BEGIN SOURCE DATA

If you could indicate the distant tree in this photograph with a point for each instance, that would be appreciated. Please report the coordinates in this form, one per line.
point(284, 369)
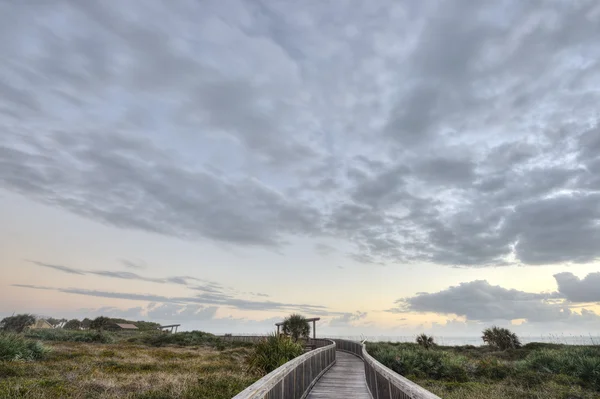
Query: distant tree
point(85, 323)
point(426, 341)
point(101, 323)
point(53, 322)
point(17, 323)
point(501, 338)
point(296, 326)
point(72, 324)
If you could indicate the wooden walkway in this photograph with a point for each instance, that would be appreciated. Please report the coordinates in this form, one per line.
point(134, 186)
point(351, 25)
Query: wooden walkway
point(346, 379)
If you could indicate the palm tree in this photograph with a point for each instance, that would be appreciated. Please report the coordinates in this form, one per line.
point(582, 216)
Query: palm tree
point(501, 338)
point(426, 341)
point(296, 326)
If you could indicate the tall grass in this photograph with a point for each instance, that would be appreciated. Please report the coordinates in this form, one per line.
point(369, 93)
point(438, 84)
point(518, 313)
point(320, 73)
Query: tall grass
point(580, 362)
point(16, 347)
point(535, 362)
point(188, 338)
point(271, 353)
point(70, 335)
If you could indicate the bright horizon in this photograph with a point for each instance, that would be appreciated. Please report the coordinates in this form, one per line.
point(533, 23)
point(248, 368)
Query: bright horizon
point(393, 168)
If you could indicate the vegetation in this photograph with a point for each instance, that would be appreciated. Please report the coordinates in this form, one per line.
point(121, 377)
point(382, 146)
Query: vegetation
point(272, 352)
point(15, 347)
point(501, 338)
point(78, 370)
point(100, 323)
point(17, 323)
point(425, 341)
point(72, 324)
point(536, 370)
point(296, 327)
point(59, 334)
point(188, 338)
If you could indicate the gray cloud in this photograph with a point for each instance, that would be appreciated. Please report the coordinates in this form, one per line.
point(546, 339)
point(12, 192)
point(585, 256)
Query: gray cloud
point(324, 249)
point(182, 280)
point(441, 133)
point(204, 299)
point(138, 265)
point(347, 319)
point(481, 301)
point(61, 268)
point(579, 290)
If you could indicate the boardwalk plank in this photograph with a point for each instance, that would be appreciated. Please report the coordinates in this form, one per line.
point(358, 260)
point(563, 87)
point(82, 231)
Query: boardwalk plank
point(346, 379)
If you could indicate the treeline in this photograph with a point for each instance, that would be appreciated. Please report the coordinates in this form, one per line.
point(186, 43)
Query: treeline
point(21, 322)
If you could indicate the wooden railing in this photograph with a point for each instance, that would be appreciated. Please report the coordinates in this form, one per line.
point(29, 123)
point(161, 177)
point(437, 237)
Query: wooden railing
point(294, 379)
point(384, 383)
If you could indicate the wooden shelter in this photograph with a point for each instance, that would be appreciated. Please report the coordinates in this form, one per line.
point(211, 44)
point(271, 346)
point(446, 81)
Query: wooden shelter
point(171, 326)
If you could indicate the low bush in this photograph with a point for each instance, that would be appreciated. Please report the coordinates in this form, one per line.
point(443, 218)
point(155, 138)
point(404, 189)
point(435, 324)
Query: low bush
point(17, 347)
point(70, 336)
point(272, 352)
point(579, 362)
point(188, 338)
point(426, 341)
point(501, 338)
point(421, 363)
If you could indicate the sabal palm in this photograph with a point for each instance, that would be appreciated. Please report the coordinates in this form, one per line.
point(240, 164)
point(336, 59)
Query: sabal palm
point(296, 326)
point(425, 341)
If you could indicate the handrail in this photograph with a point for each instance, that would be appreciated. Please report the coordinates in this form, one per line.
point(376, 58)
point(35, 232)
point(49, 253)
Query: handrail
point(384, 383)
point(295, 378)
point(316, 342)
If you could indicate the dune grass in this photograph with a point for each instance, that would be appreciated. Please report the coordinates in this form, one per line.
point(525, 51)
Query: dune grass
point(272, 352)
point(62, 335)
point(15, 347)
point(536, 370)
point(127, 370)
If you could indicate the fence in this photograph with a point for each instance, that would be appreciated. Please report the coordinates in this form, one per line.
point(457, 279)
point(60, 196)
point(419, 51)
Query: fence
point(383, 382)
point(294, 379)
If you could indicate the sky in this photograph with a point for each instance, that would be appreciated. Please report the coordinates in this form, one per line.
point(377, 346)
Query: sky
point(392, 167)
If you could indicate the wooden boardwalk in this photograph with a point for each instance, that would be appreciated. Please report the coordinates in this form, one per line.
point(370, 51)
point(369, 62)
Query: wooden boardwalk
point(346, 379)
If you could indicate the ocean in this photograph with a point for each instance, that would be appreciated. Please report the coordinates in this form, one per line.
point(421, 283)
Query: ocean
point(476, 341)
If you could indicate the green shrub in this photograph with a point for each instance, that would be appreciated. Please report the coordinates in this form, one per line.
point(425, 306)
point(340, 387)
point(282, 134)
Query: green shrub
point(426, 341)
point(17, 347)
point(17, 323)
point(188, 338)
point(492, 368)
point(579, 362)
point(501, 338)
point(296, 327)
point(416, 361)
point(70, 336)
point(271, 353)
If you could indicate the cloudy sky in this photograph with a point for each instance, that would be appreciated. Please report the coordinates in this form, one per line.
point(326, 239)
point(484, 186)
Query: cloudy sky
point(389, 166)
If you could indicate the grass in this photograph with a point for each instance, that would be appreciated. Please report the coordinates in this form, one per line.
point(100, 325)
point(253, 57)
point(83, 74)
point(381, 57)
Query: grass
point(15, 347)
point(548, 371)
point(71, 335)
point(272, 352)
point(128, 370)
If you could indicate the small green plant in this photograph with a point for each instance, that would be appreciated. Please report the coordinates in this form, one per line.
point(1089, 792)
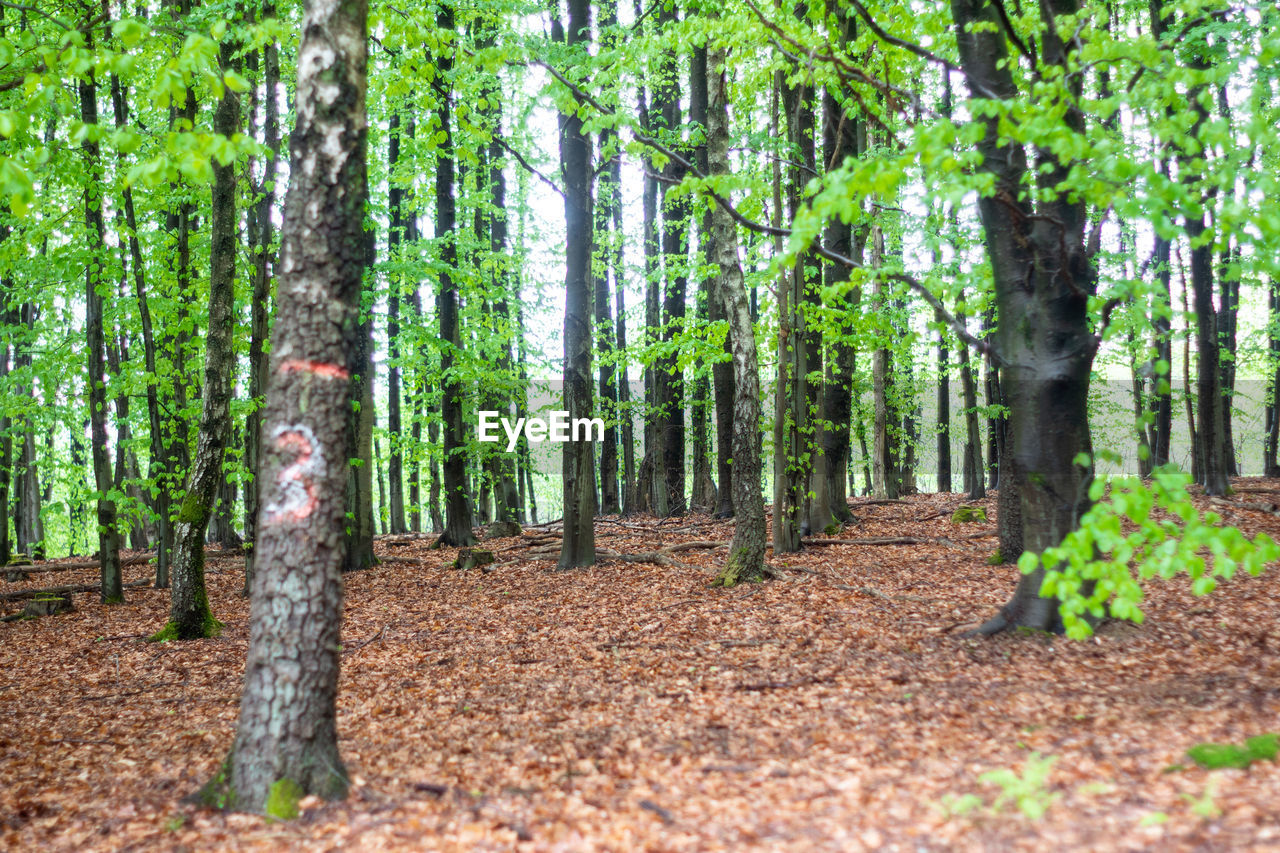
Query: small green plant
point(968, 514)
point(1216, 756)
point(282, 799)
point(1028, 792)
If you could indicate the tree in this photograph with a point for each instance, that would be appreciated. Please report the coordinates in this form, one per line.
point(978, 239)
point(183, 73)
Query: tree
point(190, 616)
point(577, 466)
point(286, 740)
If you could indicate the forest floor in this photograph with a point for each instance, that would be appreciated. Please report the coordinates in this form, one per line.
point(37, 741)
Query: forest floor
point(631, 706)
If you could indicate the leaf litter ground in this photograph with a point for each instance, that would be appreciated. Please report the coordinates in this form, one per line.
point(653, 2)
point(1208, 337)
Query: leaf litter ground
point(631, 706)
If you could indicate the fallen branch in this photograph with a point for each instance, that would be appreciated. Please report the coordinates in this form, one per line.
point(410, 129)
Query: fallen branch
point(65, 591)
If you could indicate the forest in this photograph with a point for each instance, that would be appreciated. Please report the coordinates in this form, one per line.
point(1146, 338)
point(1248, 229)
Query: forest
point(680, 424)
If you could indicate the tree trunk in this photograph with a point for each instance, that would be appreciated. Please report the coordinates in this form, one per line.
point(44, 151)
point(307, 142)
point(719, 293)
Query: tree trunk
point(108, 537)
point(260, 313)
point(577, 468)
point(457, 501)
point(1042, 278)
point(190, 616)
point(746, 551)
point(291, 734)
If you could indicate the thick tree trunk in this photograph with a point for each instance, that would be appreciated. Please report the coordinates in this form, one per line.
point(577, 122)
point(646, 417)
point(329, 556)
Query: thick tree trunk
point(288, 716)
point(108, 537)
point(394, 297)
point(746, 551)
point(577, 468)
point(190, 616)
point(1042, 277)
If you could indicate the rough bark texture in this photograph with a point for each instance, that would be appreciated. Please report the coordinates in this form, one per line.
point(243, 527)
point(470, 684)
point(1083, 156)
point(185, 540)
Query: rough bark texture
point(190, 616)
point(394, 296)
point(108, 537)
point(577, 466)
point(287, 725)
point(260, 313)
point(746, 551)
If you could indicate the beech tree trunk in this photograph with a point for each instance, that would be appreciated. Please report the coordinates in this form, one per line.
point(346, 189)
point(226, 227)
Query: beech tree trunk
point(394, 297)
point(190, 616)
point(1042, 277)
point(746, 551)
point(260, 313)
point(577, 465)
point(457, 500)
point(288, 717)
point(108, 537)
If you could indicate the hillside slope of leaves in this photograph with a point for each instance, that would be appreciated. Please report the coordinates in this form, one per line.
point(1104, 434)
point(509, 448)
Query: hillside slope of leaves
point(631, 706)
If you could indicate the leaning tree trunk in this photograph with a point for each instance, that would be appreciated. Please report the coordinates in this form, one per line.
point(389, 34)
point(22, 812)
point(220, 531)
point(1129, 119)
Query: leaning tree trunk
point(190, 616)
point(108, 536)
point(746, 551)
point(286, 743)
point(577, 547)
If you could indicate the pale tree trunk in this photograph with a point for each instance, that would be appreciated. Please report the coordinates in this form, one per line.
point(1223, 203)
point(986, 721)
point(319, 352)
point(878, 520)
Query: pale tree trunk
point(457, 500)
point(746, 551)
point(190, 616)
point(296, 616)
point(108, 537)
point(577, 468)
point(260, 313)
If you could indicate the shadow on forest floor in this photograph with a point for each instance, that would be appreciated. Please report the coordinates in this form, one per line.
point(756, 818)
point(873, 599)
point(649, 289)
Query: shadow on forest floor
point(631, 706)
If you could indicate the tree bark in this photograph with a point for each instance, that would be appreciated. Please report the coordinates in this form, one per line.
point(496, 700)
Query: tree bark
point(1042, 276)
point(288, 717)
point(260, 313)
point(577, 468)
point(190, 616)
point(457, 501)
point(746, 551)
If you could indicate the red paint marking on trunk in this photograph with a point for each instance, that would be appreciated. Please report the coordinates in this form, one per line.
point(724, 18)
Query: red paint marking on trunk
point(296, 495)
point(318, 368)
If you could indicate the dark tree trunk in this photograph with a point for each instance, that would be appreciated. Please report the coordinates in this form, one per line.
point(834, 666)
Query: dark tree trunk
point(394, 297)
point(675, 279)
point(291, 734)
point(159, 423)
point(5, 441)
point(1042, 278)
point(577, 469)
point(746, 551)
point(1271, 446)
point(190, 616)
point(108, 537)
point(260, 311)
point(844, 137)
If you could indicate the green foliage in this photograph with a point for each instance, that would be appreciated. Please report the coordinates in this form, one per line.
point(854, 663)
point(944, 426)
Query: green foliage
point(1028, 792)
point(1215, 756)
point(1097, 568)
point(968, 514)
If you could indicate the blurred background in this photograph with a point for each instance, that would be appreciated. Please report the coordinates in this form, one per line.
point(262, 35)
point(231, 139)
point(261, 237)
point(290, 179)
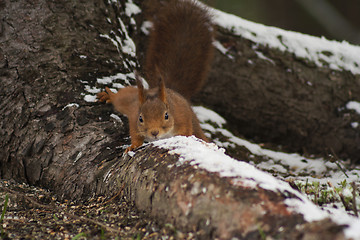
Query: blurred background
point(334, 19)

END SOURCE DATA

Copy only this part of the entries above: the line with "point(161, 177)", the line with "If you could indicate the low", and the lines between, all exactly as written.

point(161, 177)
point(437, 237)
Query: wooden railing
point(294, 379)
point(384, 383)
If you could indicate the wooden shelter in this photograph with a point for each instance, that would be appreciated. Please report the coordinates in this form, one per line.
point(211, 44)
point(271, 346)
point(446, 81)
Query: wooden shelter
point(171, 326)
If you could indicate the low bush in this photograph with a point for each instance, that would be appreciated. Please report the coordinates in this form, one per line.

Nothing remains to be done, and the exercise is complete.